* What is being asked *
Please print every record below exactly as it appears, but leave out the pictures.

──────────

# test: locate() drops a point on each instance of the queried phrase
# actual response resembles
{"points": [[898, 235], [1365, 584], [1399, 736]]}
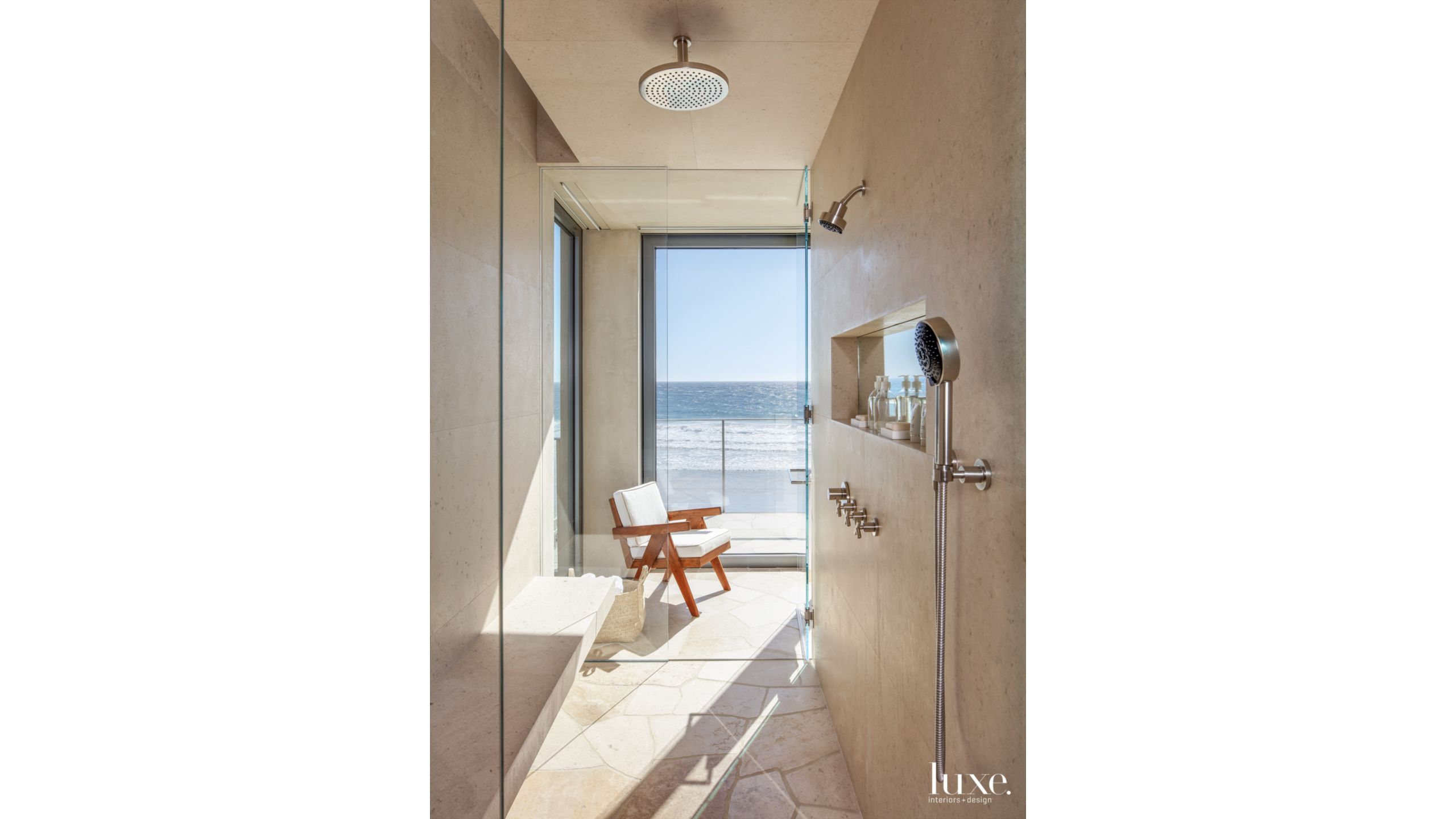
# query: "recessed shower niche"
{"points": [[877, 382]]}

──────────

* Result of the exercise *
# test: locate() drops a point on each instance of the queried phrase
# actual response resembles
{"points": [[898, 235], [1365, 584], [1399, 736]]}
# query: "recessed shower niche"
{"points": [[877, 382]]}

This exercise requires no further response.